→ Problem details
Reproduce every line of the data below verbatim, leaving out the pictures.

- - - - - - -

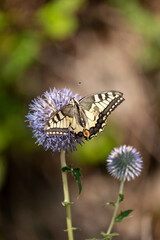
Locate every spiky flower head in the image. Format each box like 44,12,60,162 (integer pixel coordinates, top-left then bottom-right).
26,88,82,153
107,145,143,181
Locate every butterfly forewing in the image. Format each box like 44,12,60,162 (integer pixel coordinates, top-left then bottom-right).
44,104,76,136
44,91,124,138
80,91,124,138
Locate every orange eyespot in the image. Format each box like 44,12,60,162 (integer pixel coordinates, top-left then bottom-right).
83,130,90,137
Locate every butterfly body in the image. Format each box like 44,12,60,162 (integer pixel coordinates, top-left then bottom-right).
44,91,124,139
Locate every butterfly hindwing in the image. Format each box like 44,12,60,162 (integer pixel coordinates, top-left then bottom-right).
44,104,76,136
80,91,124,138
44,91,124,139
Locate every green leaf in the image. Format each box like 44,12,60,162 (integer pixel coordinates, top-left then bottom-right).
85,238,105,240
62,166,71,172
71,168,82,195
0,156,7,189
62,166,82,195
101,232,119,240
115,209,133,222
62,201,74,207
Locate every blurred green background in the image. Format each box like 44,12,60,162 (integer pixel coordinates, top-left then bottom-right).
0,0,160,240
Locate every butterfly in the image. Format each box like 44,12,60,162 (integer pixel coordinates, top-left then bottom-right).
44,91,124,139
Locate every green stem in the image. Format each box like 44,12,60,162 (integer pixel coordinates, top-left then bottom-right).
60,151,73,240
107,179,124,234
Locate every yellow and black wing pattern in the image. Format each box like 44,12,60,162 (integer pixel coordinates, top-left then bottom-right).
44,91,124,139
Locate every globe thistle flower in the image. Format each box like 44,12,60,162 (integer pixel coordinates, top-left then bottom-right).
107,145,143,181
26,88,82,153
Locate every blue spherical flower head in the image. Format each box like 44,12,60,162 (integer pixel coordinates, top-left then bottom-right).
26,88,82,153
107,145,143,181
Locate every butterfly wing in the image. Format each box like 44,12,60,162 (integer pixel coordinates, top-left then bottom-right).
44,104,76,137
80,91,124,138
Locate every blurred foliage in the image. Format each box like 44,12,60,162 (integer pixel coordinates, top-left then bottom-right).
107,0,160,71
70,121,123,166
37,0,84,40
0,0,83,188
0,0,160,187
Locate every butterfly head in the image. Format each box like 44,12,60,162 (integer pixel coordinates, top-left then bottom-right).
70,98,79,106
83,129,90,138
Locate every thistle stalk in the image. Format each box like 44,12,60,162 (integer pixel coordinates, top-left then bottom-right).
60,150,73,240
107,178,125,234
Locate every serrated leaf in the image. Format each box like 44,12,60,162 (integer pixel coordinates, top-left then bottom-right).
101,232,119,240
115,209,133,222
119,193,124,202
62,166,71,172
62,201,74,207
85,238,105,240
72,227,80,231
71,168,82,195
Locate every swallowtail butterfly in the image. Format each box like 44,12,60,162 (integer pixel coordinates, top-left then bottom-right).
44,91,124,139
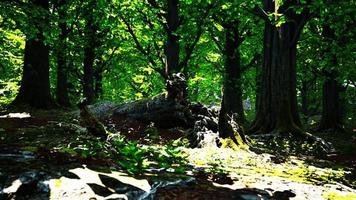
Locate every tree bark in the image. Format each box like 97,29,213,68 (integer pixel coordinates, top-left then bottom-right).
319,73,341,130
94,69,103,98
249,0,306,135
83,13,97,104
13,0,53,109
56,0,70,107
219,22,245,141
319,25,342,130
165,0,180,77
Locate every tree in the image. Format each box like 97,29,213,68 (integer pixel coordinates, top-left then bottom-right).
55,0,70,107
13,0,53,108
249,0,311,135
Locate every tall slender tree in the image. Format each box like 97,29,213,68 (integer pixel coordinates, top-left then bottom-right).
55,0,70,106
249,0,311,136
13,0,53,108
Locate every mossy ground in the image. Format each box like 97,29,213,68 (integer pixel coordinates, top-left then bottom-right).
0,108,356,199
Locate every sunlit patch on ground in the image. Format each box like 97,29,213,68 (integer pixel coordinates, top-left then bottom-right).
0,113,31,119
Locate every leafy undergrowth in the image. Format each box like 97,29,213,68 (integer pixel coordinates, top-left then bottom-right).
0,111,356,199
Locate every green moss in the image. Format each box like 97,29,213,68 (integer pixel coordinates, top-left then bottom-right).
323,192,356,200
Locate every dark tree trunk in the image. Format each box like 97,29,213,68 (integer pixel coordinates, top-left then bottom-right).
56,0,70,107
249,0,307,135
83,16,97,104
319,73,341,130
165,0,180,77
300,80,310,116
94,69,103,98
219,22,245,138
13,0,53,109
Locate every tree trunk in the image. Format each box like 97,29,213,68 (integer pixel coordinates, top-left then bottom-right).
56,0,70,107
94,69,103,98
83,16,97,104
13,0,53,109
319,75,341,130
319,25,342,130
165,0,180,77
300,80,310,116
219,22,245,141
249,0,306,135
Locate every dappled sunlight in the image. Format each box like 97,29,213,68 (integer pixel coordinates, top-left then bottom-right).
0,113,31,119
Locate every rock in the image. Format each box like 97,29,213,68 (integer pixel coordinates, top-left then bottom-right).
273,190,296,200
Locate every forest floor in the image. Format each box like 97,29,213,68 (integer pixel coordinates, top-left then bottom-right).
0,105,356,200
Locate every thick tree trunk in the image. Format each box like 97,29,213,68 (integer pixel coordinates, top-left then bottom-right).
56,0,70,106
165,0,180,77
94,69,103,98
13,0,53,108
300,80,310,116
219,22,245,142
319,73,342,130
319,25,342,130
83,17,97,104
249,0,303,135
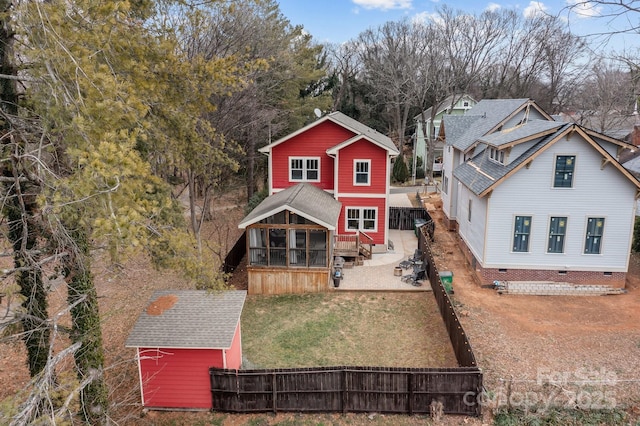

- - - - - - -

→ Complete answer
Locate every spiky flower head in the image. Format each box like 44,12,60,162 (integer pixel coordinates, top-left then bottom-right).
26,88,82,153
107,145,143,181
Locate every butterfly forewing in the image. Format each box like 44,12,60,162 (integer pixel coordinates, top-left then bottom-right).
44,104,76,136
44,91,124,138
80,91,124,138
Locate every orange eyespot in the image. Format each box like 44,12,60,162 (integer pixel coordinates, top-left then bottom-right).
83,130,90,137
Locate every butterfly body in the image. Format each box like 44,12,60,162 (integer pixel coordinates, top-left then bottom-right).
44,91,124,139
Locate every butterfly hindwing in the image. Format each box like 44,12,60,162 (integer pixel coordinates, top-left then bottom-right).
44,104,76,136
80,91,124,138
44,91,124,139
Locate every green leaf in the image. Format each box like 44,12,60,162 (integer pixel coordinates, top-left then bottom-right).
85,238,105,240
62,166,71,172
71,168,82,195
0,156,7,189
62,166,82,195
101,232,119,240
115,209,133,222
62,201,74,207
Locate every blurred green background in the image. Format each box like 44,12,60,162 (integer pixel coordinates, top-left then bottom-right).
0,0,160,240
Locate every butterfly in the image. Format each box like 44,12,60,162 (integer pixel coordinates, top-left then bottom-right).
44,91,124,139
Locate every green stem in the image. Format each box like 44,12,60,162 (integer pixel coordinates, top-left then bottom-right).
60,151,73,240
107,179,124,234
Locate every yellow and black wing pattern in the image. Format each box like 44,12,60,162 (integer pixel coordinates, top-left then bottom-right).
44,91,124,139
Locate every globe thistle flower in the image. Format each box like 44,12,60,162 (integer pixel coordinates, top-left then bottom-right).
107,145,143,181
26,88,82,153
Locate every blue spherical flower head in the image. Format each box like 44,12,60,162 (integer pixel coordinates, top-left then bottom-right).
26,88,82,153
107,145,143,181
Locate every butterfly wing in the image. Format each box like 44,12,60,162 (integer pixel coordinates, top-left then bottom-right).
44,104,76,137
80,91,124,138
Locate every blurred foliage in the image. Format each box like 44,12,60,162 (integer pixel coordinates, top-left then bottom-right).
107,0,160,71
70,121,123,166
37,0,84,40
0,0,83,188
0,0,160,187
Locate every butterfly head in the image. Format each box like 44,12,60,162 (integer pixel coordinates, top-left then bottom-right).
70,98,79,106
83,129,90,138
Locate every thistle stalk in the image. Format each box like 44,12,60,162 (integer pixel coordinates, top-left then bottom-right).
60,150,73,240
107,178,125,234
Locate every serrated leaf in the image. Format each box like 44,12,60,162 (integer pixel coordinates, top-left then bottom-right).
101,232,119,240
115,209,133,222
119,193,124,202
62,166,71,172
62,201,74,207
85,238,105,240
72,227,80,231
71,168,82,195
Locate every swallowtail butterfly in the image. Format each box like 44,12,60,162 (integer pixel coordinates, top-left then bottom-right).
44,91,124,139
Locate every tree bark in the image. Format each box like 97,29,213,68 (integer pixel coordinates, top-left then bottom-right).
319,73,341,130
94,69,103,98
249,0,306,135
83,13,97,104
13,0,53,109
56,0,70,107
219,22,245,141
319,25,342,130
165,0,180,77
Locate every tree in the image. Format each box like 97,29,213,68 (integer pixel coordinates, top-left then bottom-right).
55,0,70,107
13,0,53,108
249,0,311,135
Locate every tall slender tree in the image. Format each box like 97,29,213,68 (integer pixel coordinates, top-left then bottom-right).
55,0,70,106
249,0,311,136
13,0,53,108
Locate every mossy ground in the image. Format each box like 97,29,213,68 (integer pixel coordinates, top-left then bottom-right).
0,108,356,199
Locate every sunlit patch on ground in the image. Format each box like 97,29,213,68 (integer pixel coordinates, top-left then bottom-right).
0,113,31,119
Locate every leafy undergrowth in the image. Format each box like 97,29,213,68 (integer pixel coordinates, top-left then bottom-right).
0,111,356,199
Locate every green moss in the image. Format each box like 97,29,213,68 (integer pixel coordinates, top-left then bottom-right).
323,192,356,200
Locate every dark tree trunk in the image. Format each box like 97,29,213,68 (integer pixel coordinates, top-left then bottom-right).
56,0,70,107
249,0,307,135
83,16,97,104
319,73,341,130
165,0,180,77
300,80,310,116
94,69,103,98
219,22,245,138
13,0,53,109
Locate every tree trunk in the image. Format each box like 97,29,213,68 (integer pixel coordinates, top-left then bottom-right).
56,0,70,107
94,69,103,98
83,16,97,104
13,0,53,109
319,75,341,130
319,25,342,130
165,0,180,77
300,80,310,116
219,22,245,141
249,0,306,135
Locate every dappled sunlight in the image. Format each box like 97,29,213,68 (integer pixel coordinates, top-left then bottom-right).
0,113,31,119
Locate every rock in the image. Format each box like 97,29,213,68 (integer pixel coordinates, top-left then bottom-right).
273,190,296,200
Locate every forest floor in the image. Format each box like 97,29,213,68 (integer pixel coordinates, top-left then bottom-right).
0,105,356,200
Locate every thick tree trunk in the image. Format each box like 97,29,213,68 (integer pixel coordinates, top-left then bottom-right).
56,0,70,106
165,0,180,77
94,69,103,98
13,0,53,108
300,80,310,116
219,22,245,142
319,73,342,130
319,25,342,130
83,17,97,104
249,0,303,135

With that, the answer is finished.